__EXERCISE DIRECTIONS__. Copy every one of these records word for word.

__INFORMATION GIVEN__.
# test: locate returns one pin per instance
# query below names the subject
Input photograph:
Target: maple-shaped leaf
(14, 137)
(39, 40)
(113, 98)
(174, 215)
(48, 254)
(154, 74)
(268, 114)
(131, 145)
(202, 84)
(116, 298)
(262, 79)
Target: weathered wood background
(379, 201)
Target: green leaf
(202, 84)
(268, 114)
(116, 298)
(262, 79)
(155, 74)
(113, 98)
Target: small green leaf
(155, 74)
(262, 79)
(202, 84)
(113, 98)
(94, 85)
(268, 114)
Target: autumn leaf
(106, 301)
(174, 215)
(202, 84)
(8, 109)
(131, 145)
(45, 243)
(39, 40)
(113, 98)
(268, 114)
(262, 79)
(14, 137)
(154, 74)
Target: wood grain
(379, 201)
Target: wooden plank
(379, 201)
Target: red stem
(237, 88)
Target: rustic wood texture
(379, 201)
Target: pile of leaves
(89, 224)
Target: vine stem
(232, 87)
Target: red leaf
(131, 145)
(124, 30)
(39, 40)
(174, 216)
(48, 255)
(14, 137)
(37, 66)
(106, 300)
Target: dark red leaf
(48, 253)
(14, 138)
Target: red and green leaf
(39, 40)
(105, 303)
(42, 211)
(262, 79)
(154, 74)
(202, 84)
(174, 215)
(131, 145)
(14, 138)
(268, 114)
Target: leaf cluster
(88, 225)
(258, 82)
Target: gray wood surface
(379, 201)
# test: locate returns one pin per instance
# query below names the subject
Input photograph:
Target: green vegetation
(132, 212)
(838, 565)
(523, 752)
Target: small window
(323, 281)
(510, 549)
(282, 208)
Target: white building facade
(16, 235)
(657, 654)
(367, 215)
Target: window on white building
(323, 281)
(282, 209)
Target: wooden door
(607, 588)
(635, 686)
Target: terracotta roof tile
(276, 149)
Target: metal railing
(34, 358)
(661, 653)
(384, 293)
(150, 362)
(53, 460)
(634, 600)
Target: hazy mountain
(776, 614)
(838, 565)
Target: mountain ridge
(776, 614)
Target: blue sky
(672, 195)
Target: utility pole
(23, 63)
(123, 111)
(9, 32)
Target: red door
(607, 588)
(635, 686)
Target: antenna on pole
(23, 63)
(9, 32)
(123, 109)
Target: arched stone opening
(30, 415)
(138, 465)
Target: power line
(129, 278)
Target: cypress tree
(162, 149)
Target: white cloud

__WRITTEN ANSWER__.
# test: locate returns one pin per instance
# query below names the subject
Input photograph:
Target: maple-shaped leaf
(14, 137)
(39, 40)
(113, 98)
(174, 215)
(48, 254)
(154, 74)
(268, 114)
(131, 145)
(202, 84)
(116, 298)
(262, 79)
Target: weathered wood background
(379, 201)
Target: green leaf
(202, 84)
(268, 114)
(116, 298)
(262, 79)
(155, 74)
(113, 98)
Target: small green leaf
(155, 74)
(262, 79)
(202, 84)
(113, 98)
(94, 85)
(268, 114)
Target: autumn leaf
(106, 301)
(174, 215)
(202, 84)
(8, 109)
(131, 145)
(45, 243)
(39, 40)
(113, 98)
(268, 114)
(262, 79)
(14, 137)
(154, 74)
Target: wood grain
(379, 201)
Target: wooden plank
(379, 201)
Target: red stem
(237, 88)
Target: rustic wood texture
(379, 201)
Target: pile of leaves
(89, 224)
Target: vine stem
(232, 87)
Target: red leaf
(131, 145)
(124, 30)
(39, 40)
(174, 216)
(48, 255)
(14, 137)
(37, 66)
(106, 300)
Target: dark red leaf
(48, 253)
(14, 138)
Target: red and green leaf
(39, 40)
(105, 303)
(42, 211)
(262, 79)
(154, 74)
(202, 84)
(174, 215)
(131, 145)
(14, 138)
(268, 114)
Target: leaf cluster
(88, 225)
(258, 82)
Target: gray wood surface
(379, 201)
# test: locate returns one pin per instance
# query below names the subject
Input photograph:
Target: green vegetation
(132, 212)
(838, 565)
(523, 752)
Target: small window
(323, 281)
(510, 549)
(282, 208)
Target: white building facade
(16, 235)
(657, 654)
(367, 215)
Target: window on white building
(323, 281)
(282, 209)
Target: wooden door
(607, 588)
(635, 686)
Target: terracotta roof tile
(276, 149)
Target: metal railing
(34, 358)
(661, 653)
(384, 293)
(150, 362)
(53, 460)
(634, 600)
Target: hazy mountain
(776, 614)
(838, 565)
Target: mountain ridge
(776, 614)
Target: blue sky
(672, 195)
Target: utility pole
(23, 63)
(123, 111)
(9, 32)
Target: red door
(607, 588)
(635, 686)
Target: antenna on pole
(23, 63)
(9, 32)
(123, 109)
Target: arched stone opening
(30, 415)
(138, 465)
Target: power line
(129, 278)
Target: cypress tree
(162, 149)
Target: white cloud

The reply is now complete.